> **Selected passage**:
========
Looking at the front end and the line of the hood...I'd say it's not a Silver King.


----------



## Ernie (Mar 18, 2004)

Its not a silver king.... Keep trying, it will suprise yyou what it really is........:furious:


----------



## Ernie (Mar 18, 2004)

> _Originally posted by Argee _
> *Ernie,
> 
> For some reason I don't have the necessary programming to open a .bmp attachment. I opened with a blank screen in Paint.
> ...


Here it is in J Peg format


----------



## gwill (Jan 1, 2004)

It's a Fordson all-around. That was too easy!

George Willer


----------



## Deerehunter (May 28, 2004)

Dug out my Encyclopedia Of American Farm Tractors and George is right. The Allaround was Ford's first attempt at a tricycle type tractor. I'm I correct is saying this was a imported English Fordson?


----------



## Argee (Sep 17, 2003)

So Ernie....this was a test?????


----------



## parts man (Sep 24, 2003)

> _Originally posted by Argee _
> *So Ernie....this was a test????? *



:lmao: :lmao: Terminater flash-backs Argee???:lmao:


----------



## Ernie (Mar 18, 2004)

> _Originally posted by gwill _
> *It's a Fordson all-around. That was too easy!
> 
> George Willer *



Very good George, it was imported from England in 1937 and dam near put ford out of the tractor buisness... Here in the US it was called the fordson row crop....


George you can contac argee and jody for the prize:furious: :furious: 

Still a good call......

ps this unit was the forerunner to the N series


----------



## Greg (Sep 16, 2003)

An interesting site on the history of Ford tractors.

http://www.ssbtractor.com/features/Ford_tractors.html

Another site for tractor badges.

http://homepages.enterprise.net/tractorbadges/Fordson.htm

Greg


----------
========
> **Parts of the exercise**:
(a) Name each distinct user who has a post heading in the forum thread, one name per line.
(b) Report every line of the rows that contains the word "racing".
========
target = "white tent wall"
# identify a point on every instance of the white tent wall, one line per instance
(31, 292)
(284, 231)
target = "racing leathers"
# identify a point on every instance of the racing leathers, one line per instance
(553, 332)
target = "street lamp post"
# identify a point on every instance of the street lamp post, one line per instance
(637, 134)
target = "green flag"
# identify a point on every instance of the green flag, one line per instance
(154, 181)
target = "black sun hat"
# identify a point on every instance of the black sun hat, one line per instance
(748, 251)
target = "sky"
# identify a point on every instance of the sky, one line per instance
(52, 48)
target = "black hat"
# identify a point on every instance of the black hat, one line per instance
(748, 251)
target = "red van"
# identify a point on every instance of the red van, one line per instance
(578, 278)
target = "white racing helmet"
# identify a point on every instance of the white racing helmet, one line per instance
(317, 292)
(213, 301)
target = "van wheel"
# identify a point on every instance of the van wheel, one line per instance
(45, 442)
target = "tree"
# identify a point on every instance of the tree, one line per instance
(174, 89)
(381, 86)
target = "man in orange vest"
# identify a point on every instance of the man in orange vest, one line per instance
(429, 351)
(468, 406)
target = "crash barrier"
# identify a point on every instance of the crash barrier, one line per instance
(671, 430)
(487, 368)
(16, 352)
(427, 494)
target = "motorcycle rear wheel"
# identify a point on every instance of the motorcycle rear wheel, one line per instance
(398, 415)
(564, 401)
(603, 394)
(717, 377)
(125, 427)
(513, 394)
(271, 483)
========
> **Outputs by task**:
(a)
Ernie
gwill
Deerehunter
Argee
parts man
Greg

(b)
target = "racing leathers"
# identify a point on every instance of the racing leathers, one line per instance
target = "white racing helmet"
# identify a point on every instance of the white racing helmet, one line per instance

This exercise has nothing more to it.